Prompt: Format the records from the line with "In which part of this photograph is the black" up to and including the line with "(525, 722), (644, 886)" as a Markdown table with two columns, Row and Line. Number each row, skip blank lines, and leave the pictures out.
-- START Material supplied --
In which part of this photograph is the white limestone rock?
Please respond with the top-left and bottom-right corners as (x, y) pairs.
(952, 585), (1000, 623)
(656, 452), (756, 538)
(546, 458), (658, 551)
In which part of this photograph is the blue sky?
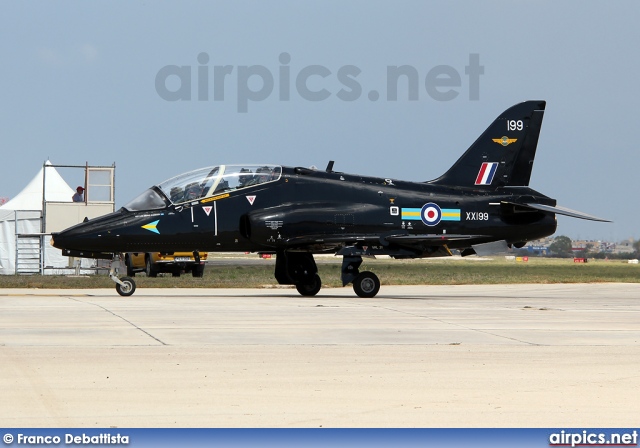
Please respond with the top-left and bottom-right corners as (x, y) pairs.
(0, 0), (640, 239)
-- END Material supplied --
-- START Material supplied --
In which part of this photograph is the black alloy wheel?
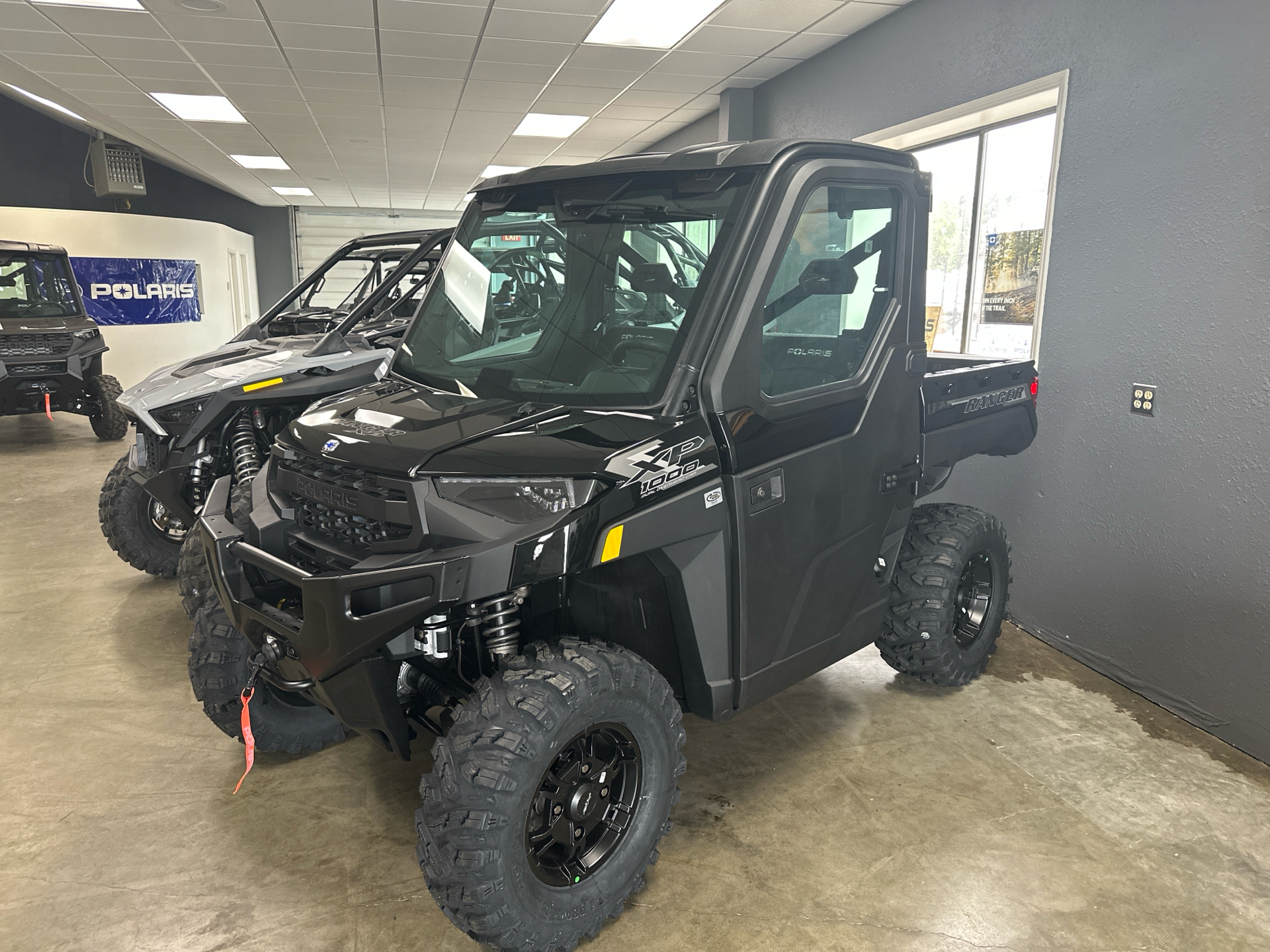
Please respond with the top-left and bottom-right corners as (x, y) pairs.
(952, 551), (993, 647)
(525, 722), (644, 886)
-- END Material supplied --
-- START Material supplied --
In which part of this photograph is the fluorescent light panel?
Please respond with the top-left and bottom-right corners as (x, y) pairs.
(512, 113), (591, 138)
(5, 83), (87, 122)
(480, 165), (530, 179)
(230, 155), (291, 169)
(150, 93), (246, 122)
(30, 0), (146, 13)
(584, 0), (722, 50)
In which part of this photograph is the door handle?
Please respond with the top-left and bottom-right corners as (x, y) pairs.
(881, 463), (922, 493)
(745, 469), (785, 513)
-- END Material supplied --
Finished task:
| Row | Line |
|---|---|
| 1 | In which part of this photograph is the black alloy wheel? |
| 2 | Please respond with the top-left and bottom-right corners as (x, y) pairs. |
| 3 | (952, 551), (993, 647) |
| 4 | (525, 722), (644, 886) |